Let \(E\) be a Banach space which is partially ordered by a cone \(P\) in \(E\). Let \(P^0 = \{x \in P: x\) is an interior point of \(P\}\). The cone \(P\) is called solid if its interior \(P^0\) is nonempty. If \(y-x \in P^0\), then this is denoted by \(x << y\). Let \(\alpha \in \mathbb{R}\) and let \(A\) be a positive mapping on \(P^0\). Then \(A\) is called \(\alpha\)-convex iff \(t^\alpha A x \leq A (tx)\) for all \(x \in P^0\) and \(t \in (0, 1]\). The authors study \(\alpha\)-convex operators \((\alpha > 1)\) and show the following fixed point theorems.
Theorem. Let \(E\) be a real Banach space, \(P\) a normal, solid cone, and \(\alpha > 1\). Let \(A: P \rightarrow P\) be an increasing \(\alpha\)-convex operator which satisfies (i) there exist \(u_0, v_0\) in \(P^0\) such that \(0 << A u_0 \leq u_0 < v_0 \leq A v_0\); (ii) there exists a linear operator \(L: E \rightarrow E\) which has an increasing inverse \(L^{-1}\) such that \(Ay - Ax \leq L (y - x)\) for all \(y \geq x \geq 0\). Then \(A\) has a unique fixed point in \([u_0, v_0]\).

| Dataset extract |
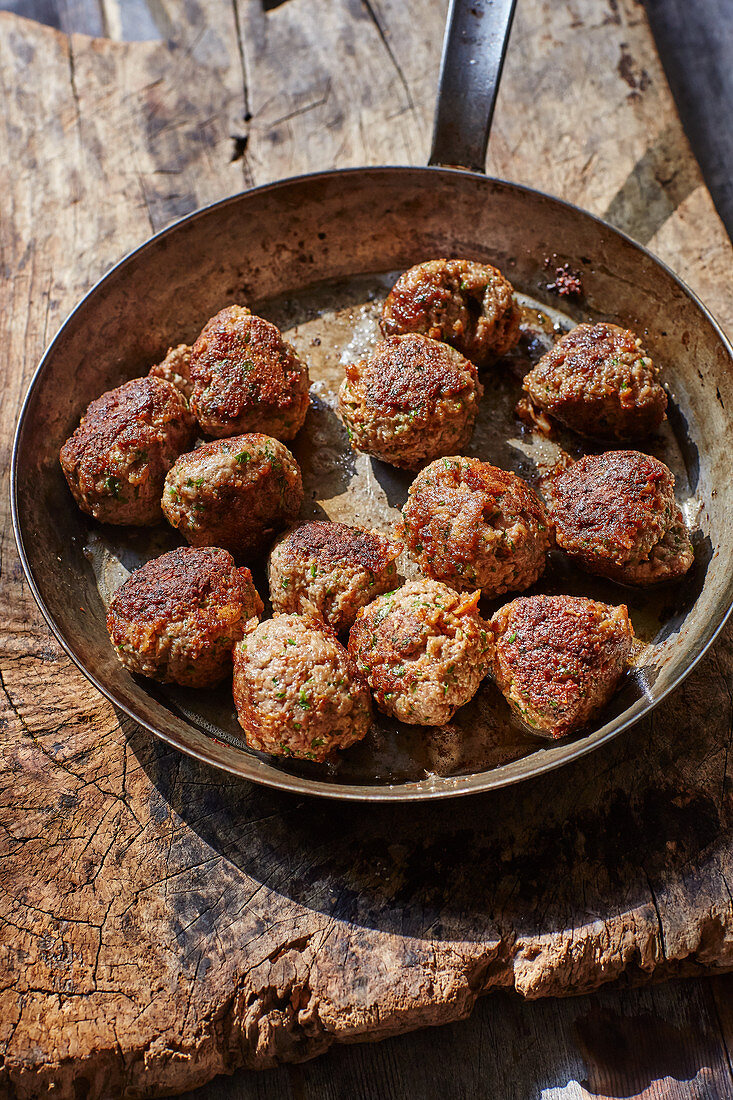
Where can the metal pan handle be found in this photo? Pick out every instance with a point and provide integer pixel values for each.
(473, 51)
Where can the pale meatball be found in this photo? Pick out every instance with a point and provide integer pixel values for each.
(176, 618)
(175, 369)
(599, 381)
(332, 569)
(615, 516)
(297, 691)
(245, 377)
(474, 526)
(409, 402)
(117, 460)
(233, 493)
(424, 650)
(466, 304)
(559, 659)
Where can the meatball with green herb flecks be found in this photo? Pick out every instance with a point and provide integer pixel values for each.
(559, 659)
(117, 460)
(332, 569)
(599, 381)
(245, 377)
(233, 493)
(409, 402)
(424, 650)
(615, 516)
(462, 303)
(297, 691)
(474, 526)
(176, 618)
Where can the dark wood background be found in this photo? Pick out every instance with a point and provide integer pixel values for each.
(673, 1041)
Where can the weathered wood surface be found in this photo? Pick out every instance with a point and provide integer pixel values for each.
(658, 1043)
(164, 923)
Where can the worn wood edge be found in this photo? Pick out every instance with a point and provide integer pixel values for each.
(461, 999)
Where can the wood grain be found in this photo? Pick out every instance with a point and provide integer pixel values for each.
(163, 923)
(662, 1043)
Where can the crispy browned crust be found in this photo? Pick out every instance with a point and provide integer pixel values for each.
(559, 659)
(412, 372)
(599, 381)
(140, 427)
(184, 581)
(613, 510)
(465, 304)
(188, 597)
(244, 375)
(340, 543)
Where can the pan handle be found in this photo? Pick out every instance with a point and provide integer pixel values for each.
(473, 51)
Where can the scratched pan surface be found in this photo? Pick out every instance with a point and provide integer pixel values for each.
(317, 255)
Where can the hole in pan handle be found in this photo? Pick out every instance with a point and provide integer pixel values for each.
(473, 52)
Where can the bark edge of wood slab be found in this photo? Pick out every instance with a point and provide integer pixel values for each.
(132, 879)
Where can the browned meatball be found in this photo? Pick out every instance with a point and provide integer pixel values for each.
(411, 400)
(233, 493)
(117, 460)
(468, 305)
(245, 377)
(474, 526)
(178, 616)
(599, 381)
(559, 659)
(331, 568)
(424, 650)
(615, 516)
(175, 369)
(297, 691)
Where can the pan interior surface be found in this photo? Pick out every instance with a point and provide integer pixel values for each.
(293, 253)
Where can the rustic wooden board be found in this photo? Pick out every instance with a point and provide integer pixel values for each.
(658, 1043)
(163, 923)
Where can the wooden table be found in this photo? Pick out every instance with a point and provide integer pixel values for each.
(162, 924)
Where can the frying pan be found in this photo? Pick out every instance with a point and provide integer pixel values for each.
(313, 253)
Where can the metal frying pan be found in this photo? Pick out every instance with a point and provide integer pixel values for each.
(315, 254)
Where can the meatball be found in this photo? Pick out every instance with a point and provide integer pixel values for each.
(117, 460)
(178, 616)
(297, 691)
(474, 526)
(468, 305)
(233, 493)
(599, 381)
(331, 568)
(559, 659)
(175, 369)
(245, 377)
(615, 516)
(424, 649)
(411, 400)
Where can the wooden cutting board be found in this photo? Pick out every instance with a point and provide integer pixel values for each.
(164, 923)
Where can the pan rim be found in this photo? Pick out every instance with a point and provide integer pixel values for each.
(445, 787)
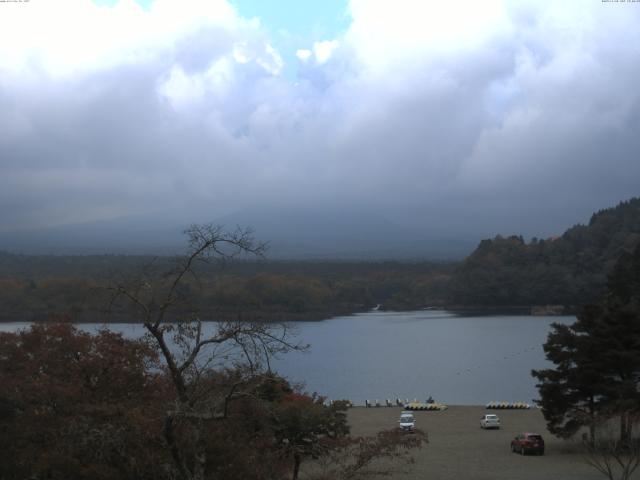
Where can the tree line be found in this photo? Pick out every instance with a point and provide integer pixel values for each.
(187, 401)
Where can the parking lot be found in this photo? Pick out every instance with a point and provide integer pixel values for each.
(459, 449)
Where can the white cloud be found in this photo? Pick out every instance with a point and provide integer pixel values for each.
(324, 50)
(419, 105)
(304, 54)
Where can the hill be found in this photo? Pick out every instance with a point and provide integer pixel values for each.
(568, 270)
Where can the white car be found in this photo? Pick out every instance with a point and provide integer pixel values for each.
(407, 421)
(490, 420)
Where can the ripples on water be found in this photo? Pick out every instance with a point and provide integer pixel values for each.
(456, 359)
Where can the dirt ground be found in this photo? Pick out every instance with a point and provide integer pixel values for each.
(459, 449)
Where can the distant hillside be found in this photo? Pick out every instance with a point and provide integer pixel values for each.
(569, 270)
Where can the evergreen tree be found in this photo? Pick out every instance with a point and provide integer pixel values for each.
(597, 359)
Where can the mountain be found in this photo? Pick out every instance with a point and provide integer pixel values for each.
(343, 234)
(568, 270)
(292, 233)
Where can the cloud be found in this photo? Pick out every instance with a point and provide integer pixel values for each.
(471, 116)
(303, 54)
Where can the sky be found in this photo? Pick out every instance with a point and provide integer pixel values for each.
(464, 117)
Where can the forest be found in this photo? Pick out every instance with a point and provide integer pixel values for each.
(503, 272)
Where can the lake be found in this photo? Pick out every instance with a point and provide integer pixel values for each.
(456, 359)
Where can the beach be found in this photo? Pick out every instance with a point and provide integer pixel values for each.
(459, 449)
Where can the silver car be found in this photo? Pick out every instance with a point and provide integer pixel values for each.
(407, 422)
(490, 420)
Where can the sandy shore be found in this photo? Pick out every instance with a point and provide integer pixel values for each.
(459, 449)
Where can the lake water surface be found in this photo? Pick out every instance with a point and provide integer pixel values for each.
(459, 360)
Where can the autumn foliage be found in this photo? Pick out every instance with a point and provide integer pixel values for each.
(80, 406)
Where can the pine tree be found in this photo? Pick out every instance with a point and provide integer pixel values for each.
(597, 359)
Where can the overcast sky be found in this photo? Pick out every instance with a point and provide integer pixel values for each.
(513, 117)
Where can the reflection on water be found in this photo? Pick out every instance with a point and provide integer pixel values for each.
(454, 358)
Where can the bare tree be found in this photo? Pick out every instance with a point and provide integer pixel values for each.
(191, 349)
(614, 455)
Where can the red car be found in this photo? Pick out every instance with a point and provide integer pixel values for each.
(528, 442)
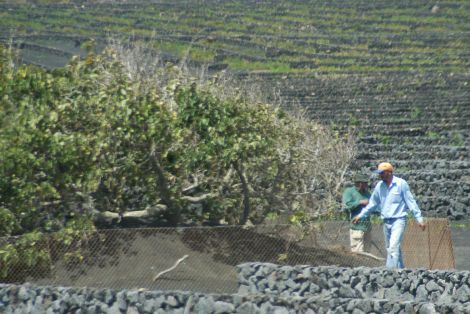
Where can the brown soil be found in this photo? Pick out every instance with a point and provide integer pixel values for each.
(131, 258)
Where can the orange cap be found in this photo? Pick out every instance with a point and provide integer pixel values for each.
(384, 166)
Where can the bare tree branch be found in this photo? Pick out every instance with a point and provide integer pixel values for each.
(170, 269)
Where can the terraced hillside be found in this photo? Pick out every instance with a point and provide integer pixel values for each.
(396, 71)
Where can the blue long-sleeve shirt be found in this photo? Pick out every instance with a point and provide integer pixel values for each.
(394, 201)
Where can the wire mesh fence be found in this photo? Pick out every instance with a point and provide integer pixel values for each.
(203, 259)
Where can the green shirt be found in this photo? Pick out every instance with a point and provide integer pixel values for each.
(351, 199)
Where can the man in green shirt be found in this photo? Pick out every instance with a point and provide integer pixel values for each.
(354, 199)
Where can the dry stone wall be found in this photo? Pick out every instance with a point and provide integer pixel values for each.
(266, 288)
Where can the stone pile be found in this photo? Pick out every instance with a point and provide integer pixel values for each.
(266, 288)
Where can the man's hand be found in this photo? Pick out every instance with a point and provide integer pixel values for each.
(422, 225)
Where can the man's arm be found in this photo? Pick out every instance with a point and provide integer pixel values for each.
(374, 201)
(350, 202)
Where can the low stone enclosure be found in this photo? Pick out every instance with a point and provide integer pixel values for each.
(266, 288)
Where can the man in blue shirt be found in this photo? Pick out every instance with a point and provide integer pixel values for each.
(393, 197)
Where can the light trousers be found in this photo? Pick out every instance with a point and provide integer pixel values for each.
(360, 240)
(394, 229)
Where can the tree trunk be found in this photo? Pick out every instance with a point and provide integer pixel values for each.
(173, 212)
(246, 193)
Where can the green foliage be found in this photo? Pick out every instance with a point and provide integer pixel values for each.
(86, 140)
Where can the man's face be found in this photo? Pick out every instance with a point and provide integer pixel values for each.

| Task statement |
Reproduce the part of the fixed-point passage that begins at the words "Let \(E\) be a Banach" and ends after "fixed point theorems.". The items come from a separate source.

| Task result |
Let \(E\) be a Banach space which is partially ordered by a cone \(P\) in \(E\). Let \(P^0 = \{x \in P: x\) is an interior point of \(P\}\). The cone \(P\) is called solid if its interior \(P^0\) is nonempty. If \(y-x \in P^0\), then this is denoted by \(x << y\). Let \(\alpha \in \mathbb{R}\) and let \(A\) be a positive mapping on \(P^0\). Then \(A\) is called \(\alpha\)-convex iff \(t^\alpha A x \leq A (tx)\) for all \(x \in P^0\) and \(t \in (0, 1]\). The authors study \(\alpha\)-convex operators \((\alpha > 1)\) and show the following fixed point theorems.